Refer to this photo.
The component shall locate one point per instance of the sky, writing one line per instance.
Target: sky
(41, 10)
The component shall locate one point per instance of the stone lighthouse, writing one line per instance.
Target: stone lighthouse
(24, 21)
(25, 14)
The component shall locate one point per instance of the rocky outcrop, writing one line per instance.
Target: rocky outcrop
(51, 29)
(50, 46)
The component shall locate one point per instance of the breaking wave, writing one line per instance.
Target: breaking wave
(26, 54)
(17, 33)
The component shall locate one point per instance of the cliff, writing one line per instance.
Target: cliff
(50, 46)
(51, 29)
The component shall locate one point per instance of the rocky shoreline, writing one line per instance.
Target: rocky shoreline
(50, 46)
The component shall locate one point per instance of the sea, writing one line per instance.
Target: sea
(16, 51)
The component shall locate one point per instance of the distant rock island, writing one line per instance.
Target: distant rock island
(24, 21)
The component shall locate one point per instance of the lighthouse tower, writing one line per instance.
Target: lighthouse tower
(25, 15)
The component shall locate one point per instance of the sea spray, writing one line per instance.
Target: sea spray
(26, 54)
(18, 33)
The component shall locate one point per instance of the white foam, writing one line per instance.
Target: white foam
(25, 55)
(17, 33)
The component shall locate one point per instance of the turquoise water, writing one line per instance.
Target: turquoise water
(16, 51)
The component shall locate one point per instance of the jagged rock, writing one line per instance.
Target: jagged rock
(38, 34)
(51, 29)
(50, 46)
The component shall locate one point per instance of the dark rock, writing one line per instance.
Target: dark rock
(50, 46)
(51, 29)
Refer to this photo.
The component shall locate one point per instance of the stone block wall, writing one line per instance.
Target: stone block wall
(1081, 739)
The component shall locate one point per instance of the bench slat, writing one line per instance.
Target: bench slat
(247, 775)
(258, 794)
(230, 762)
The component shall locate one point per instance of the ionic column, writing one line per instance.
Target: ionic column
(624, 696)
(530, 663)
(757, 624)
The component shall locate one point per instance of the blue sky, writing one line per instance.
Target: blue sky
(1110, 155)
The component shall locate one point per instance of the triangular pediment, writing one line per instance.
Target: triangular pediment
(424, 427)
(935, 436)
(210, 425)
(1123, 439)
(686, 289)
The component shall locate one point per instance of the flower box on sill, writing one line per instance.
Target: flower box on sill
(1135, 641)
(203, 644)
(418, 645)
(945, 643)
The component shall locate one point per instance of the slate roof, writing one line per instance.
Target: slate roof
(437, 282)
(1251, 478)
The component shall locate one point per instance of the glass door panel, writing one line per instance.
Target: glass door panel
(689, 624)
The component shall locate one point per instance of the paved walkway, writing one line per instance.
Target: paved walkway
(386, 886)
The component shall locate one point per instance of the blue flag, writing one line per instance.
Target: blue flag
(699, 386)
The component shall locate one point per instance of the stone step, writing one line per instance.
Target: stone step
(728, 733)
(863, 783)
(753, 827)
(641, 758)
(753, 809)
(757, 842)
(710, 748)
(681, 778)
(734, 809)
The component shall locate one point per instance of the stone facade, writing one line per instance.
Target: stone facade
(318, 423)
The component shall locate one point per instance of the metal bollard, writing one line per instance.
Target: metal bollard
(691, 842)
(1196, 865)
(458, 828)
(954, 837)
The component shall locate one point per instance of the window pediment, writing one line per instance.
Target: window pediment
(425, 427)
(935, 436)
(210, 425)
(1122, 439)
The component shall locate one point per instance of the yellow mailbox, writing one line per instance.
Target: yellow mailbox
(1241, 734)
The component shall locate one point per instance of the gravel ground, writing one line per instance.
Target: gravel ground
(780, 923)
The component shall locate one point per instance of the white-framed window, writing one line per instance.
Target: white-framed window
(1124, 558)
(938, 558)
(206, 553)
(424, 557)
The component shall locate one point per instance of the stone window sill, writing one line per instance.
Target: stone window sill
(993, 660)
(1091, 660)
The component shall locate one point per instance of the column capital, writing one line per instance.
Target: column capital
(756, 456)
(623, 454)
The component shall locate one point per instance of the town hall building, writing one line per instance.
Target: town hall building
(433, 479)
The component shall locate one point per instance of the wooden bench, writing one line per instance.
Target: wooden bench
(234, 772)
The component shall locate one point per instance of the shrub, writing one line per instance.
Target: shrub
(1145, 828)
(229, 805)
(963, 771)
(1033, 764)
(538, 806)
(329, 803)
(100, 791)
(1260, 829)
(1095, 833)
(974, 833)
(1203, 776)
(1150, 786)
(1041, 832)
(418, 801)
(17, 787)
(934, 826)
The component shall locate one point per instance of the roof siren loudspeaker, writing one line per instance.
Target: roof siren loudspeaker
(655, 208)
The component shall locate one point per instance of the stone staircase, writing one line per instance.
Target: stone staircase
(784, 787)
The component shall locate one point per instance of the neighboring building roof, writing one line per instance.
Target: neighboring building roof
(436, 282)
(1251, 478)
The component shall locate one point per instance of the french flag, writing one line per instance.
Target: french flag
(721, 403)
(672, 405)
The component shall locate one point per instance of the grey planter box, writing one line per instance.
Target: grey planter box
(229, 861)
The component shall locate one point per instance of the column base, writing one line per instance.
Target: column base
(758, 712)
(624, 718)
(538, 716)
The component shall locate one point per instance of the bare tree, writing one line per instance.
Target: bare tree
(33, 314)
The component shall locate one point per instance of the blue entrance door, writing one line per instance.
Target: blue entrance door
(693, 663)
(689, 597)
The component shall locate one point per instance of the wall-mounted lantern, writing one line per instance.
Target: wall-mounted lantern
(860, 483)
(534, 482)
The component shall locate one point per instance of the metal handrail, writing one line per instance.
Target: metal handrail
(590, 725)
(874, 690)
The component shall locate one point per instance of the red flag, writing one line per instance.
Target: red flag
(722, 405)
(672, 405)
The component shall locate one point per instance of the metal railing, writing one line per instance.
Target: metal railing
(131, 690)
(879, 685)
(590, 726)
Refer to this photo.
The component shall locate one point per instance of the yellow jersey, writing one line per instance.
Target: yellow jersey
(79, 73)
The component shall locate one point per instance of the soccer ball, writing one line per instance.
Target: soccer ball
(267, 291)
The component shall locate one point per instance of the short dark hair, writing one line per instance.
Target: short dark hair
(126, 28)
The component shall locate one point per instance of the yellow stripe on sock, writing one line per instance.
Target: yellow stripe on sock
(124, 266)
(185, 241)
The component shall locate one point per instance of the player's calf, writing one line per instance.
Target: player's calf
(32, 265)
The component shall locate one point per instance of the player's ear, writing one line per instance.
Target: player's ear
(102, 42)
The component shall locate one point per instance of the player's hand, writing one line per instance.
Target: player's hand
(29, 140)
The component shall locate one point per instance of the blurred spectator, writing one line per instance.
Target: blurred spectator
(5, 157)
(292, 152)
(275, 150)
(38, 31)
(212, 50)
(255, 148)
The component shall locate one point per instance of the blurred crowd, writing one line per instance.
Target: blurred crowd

● WHAT NEEDS TO BE DONE
Reproduce the records exactly as they appear.

● EXPECTED OUTPUT
Refer to this photo.
The component shall locate one point per instance of the sky, writing one line per instance.
Target: sky
(41, 10)
The component shall locate one point per instance of the stone lighthouse, writing one line per instance.
Target: stone lighthouse
(24, 21)
(25, 14)
The component shall locate one point per instance of the rocky outcrop, writing one line per instance.
Target: rocky outcrop
(51, 29)
(50, 46)
The component shall locate one point per instance of the breaking wave, writing one line per instance.
Target: breaking wave
(26, 54)
(17, 33)
The component shall locate one point per instance of the cliff, writing one line per instance.
Target: cliff
(50, 46)
(51, 29)
The component shall locate one point per instance of the rocky shoreline, writing one line per instance.
Target: rocky shoreline
(50, 46)
The component shall locate one point per instance of the sea, writing one line per instance.
Target: sea
(16, 51)
The component shall locate one point per instance of the distant rock island, writing one line per instance.
Target: distant rock island
(24, 21)
The component shall locate one point per instance of the lighthouse tower, writing one line per instance.
Target: lighthouse tower
(25, 15)
The component shall locate one point per instance of the sea spray, writing one line per instance.
Target: sea spray
(26, 54)
(18, 33)
The component shall locate one point per instance of the white foam, writing one line per instance.
Target: white foam
(25, 55)
(17, 33)
The component shall locate one point per instance of the turquoise water, writing one line per instance.
Target: turquoise water
(16, 51)
The component shall locate one point per instance of the jagged rock, writing one line per instance.
Target: jagged rock
(38, 34)
(51, 29)
(50, 46)
The component shall locate one point per instance of the dark rock, writing one line per instance.
Target: dark rock
(50, 46)
(51, 29)
Refer to this photo.
The component shall locate one point per instance of the stone block wall, writing one line per instance.
Target: stone block wall
(1081, 739)
The component shall locate one point per instance of the bench slat, writing one line per instance.
Target: bench slat
(247, 775)
(258, 794)
(230, 762)
The component shall locate one point per instance of the ionic column, writing one line per instance.
Target: ionic column
(624, 696)
(530, 663)
(757, 624)
The component shall locate one point per instance of the blue sky, writing one line per instance.
Target: blue sky
(1110, 155)
The component shall locate one point per instance of the triangular pediment, writing one line per instance.
Target: triangular pediment
(424, 427)
(935, 436)
(210, 425)
(1123, 439)
(686, 289)
The component shall locate one point per instance of the flower box on sill, writing one line per instance.
Target: flower box on sill
(1135, 641)
(203, 644)
(418, 645)
(945, 643)
The component shall locate one point per instance of the slate roof, writing one line per instance.
Target: slate roof
(437, 282)
(1251, 478)
The component shall locate one point per instance of the glass door panel, writing one line per instance.
Target: glass door panel
(689, 624)
The component shall locate one point per instance of the paved walkway, writing one line per instance.
Target: paved walkway
(386, 886)
The component shall locate one point per instance of the blue flag, writing one line per instance.
Target: blue flag
(699, 386)
The component shall locate one point per instance of the stone step, writing one line per instance.
Target: stone step
(728, 733)
(863, 783)
(753, 827)
(641, 758)
(753, 809)
(757, 842)
(710, 748)
(681, 778)
(734, 809)
The component shall locate one point per instance of the stone facade, writing one line per instance.
Target: stone facade
(318, 423)
The component shall locate one point per instance of the metal bollard, writing one line per instance.
Target: metal bollard
(691, 842)
(1196, 865)
(458, 828)
(954, 837)
The component shall locate one point per instance of the window pediment, writing one line per instance.
Target: window pediment
(425, 427)
(935, 436)
(210, 425)
(1122, 439)
The component shall locate one point per instance of the yellow mailbox, writing one line per instance.
Target: yellow mailbox
(1241, 734)
The component shall locate one point per instance of the gravel ground, writing one line per instance.
Target: gravel ground
(780, 923)
The component shall locate one point per instance of the white-framed window, writing one line per instance.
Target: white-framed window
(1124, 558)
(938, 558)
(206, 553)
(424, 557)
The component shall locate one point per instance of the stone window sill, writing one line per instance.
Target: stone window sill
(993, 660)
(1091, 660)
The component shall locate one point per instance of the column capital, writing one line per instance.
Target: column capital
(756, 456)
(623, 454)
The component shall locate one point per instance of the town hall building, writing one line per instance.
Target: town hall building
(433, 479)
The component shall locate one point per instance of the wooden bench, writing one line per instance.
Target: wooden bench
(234, 772)
The component shall locate one point per instance of the shrub, writing one line per instance.
Target: shrub
(1145, 828)
(229, 805)
(963, 771)
(1033, 764)
(538, 806)
(329, 803)
(100, 791)
(1260, 829)
(1095, 833)
(974, 833)
(1203, 776)
(1150, 786)
(1041, 832)
(418, 801)
(17, 787)
(934, 826)
The component shall locate one point per instance of the roof siren loudspeaker, writing one line per instance.
Target: roof siren loudspeaker
(655, 208)
The component shall locate one point per instance of the stone staircase, writing one line per instance.
Target: stone staircase
(784, 787)
The component shall locate one point per instance of the neighboring building roof, writing one line per instance.
Target: neighboring building roof
(436, 282)
(1251, 478)
The component shall locate one point per instance of the french flag, writing one line per instance.
Target: french flag
(721, 403)
(672, 405)
The component shall locate one point per instance of the grey planter box, writing one line per instance.
Target: grey planter box
(229, 861)
The component shall locate one point per instance of the column base, writing one line per instance.
Target: column base
(758, 712)
(624, 718)
(538, 716)
The component shall locate one point per instance of the bare tree, writing one line per instance.
Target: bare tree
(33, 314)
The component shall locate one point per instance of the blue entrance door, writing one line per instance.
Target: blue entrance door
(693, 663)
(689, 597)
The component shall locate one point per instance of the wall-mounted lantern, writing one line per instance.
Target: wall-mounted lantern
(860, 483)
(534, 482)
The component shall locate one point per instance of the metal handrail, writing one line per instance.
Target: metal handrail
(590, 725)
(874, 690)
The component shall locate one point per instance of the red flag, writing one line per instance.
Target: red flag
(722, 405)
(672, 405)
The component shall locate one point per instance of the metal railing, writing one line per instance.
Target: metal railing
(131, 690)
(879, 685)
(590, 726)
Refer to this photo.
The component shall locate one point per instance of the yellow jersey, writing one line per instance.
Target: yellow jersey
(79, 73)
The component shall locate one point per instance of the soccer ball, writing one line per instance.
Target: soccer ball
(267, 291)
The component shall locate one point per instance of the short dark hair, writing one line per instance.
Target: short dark hair
(126, 28)
The component shall locate one point per instance of the yellow stripe on sock, writing one line per instance.
Target: yellow stripe on sock
(124, 266)
(185, 241)
The component shall locate one point per instance of the player's calf, writing one line per instance.
Target: player's calf
(32, 265)
The component shall locate one point per instance of the player's ear, writing one line per instance.
Target: player's ear
(102, 42)
The component shall locate one point per instance of the player's hand, writing one line per instance.
Target: player's hand
(29, 140)
The component shall locate one point per instance of the blurred spectator, writing one line per instance.
Target: blurred spectator
(5, 157)
(292, 152)
(275, 150)
(38, 31)
(212, 50)
(255, 148)
The component shall locate one point per instance of the blurred crowd, writing one line per instance.
Target: blurred crowd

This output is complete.